[SOURCE MATERIAL Boundary: Start]

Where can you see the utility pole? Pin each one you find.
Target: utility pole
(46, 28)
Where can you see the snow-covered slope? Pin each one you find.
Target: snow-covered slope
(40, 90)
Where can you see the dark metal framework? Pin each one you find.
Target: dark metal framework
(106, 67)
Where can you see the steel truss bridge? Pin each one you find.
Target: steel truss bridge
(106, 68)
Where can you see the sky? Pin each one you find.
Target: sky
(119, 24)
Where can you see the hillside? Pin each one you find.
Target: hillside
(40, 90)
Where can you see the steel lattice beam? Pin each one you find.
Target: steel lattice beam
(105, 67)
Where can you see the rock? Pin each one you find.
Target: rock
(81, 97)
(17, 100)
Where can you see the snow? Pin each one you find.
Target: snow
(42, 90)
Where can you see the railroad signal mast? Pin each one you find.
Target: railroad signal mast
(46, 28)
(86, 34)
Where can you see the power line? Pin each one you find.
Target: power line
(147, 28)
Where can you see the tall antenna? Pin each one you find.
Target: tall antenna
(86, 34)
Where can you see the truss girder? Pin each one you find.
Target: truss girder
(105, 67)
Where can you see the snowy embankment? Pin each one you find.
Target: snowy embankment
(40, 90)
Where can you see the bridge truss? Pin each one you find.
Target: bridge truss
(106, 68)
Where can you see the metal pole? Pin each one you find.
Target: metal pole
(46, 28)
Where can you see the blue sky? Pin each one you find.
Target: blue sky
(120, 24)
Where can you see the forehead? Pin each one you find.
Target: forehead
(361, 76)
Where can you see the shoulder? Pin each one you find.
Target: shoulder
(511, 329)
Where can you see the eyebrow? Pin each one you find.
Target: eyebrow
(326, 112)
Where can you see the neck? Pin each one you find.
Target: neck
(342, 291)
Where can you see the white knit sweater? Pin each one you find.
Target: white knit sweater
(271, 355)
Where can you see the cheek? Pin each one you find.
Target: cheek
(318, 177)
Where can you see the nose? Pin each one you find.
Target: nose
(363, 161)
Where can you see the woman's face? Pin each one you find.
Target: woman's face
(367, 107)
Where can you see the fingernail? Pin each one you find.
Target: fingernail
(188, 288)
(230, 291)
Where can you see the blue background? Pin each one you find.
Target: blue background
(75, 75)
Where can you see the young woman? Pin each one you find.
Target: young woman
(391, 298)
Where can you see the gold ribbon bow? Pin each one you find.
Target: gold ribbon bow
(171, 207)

[SOURCE MATERIAL Boundary: End]

WHAT YOU SHOULD DO =>
Using the entries above, copy exactly the lines from the one containing "Where can you see the woman's" through the last, both included.

SOLUTION BELOW =>
Where can you see the woman's face? Pin each one you find.
Target: woman's face
(367, 107)
Where can you see the fingernail? Pin each one you find.
Target: fingernail
(188, 288)
(230, 291)
Where can you see the blue background? Pin each one you find.
Target: blue background
(75, 75)
Where can you see the young woman? Pin each one you find.
Target: young woman
(391, 298)
Where can you see the gold ribbon bow? Pin each one you find.
Target: gold ribbon bow
(171, 207)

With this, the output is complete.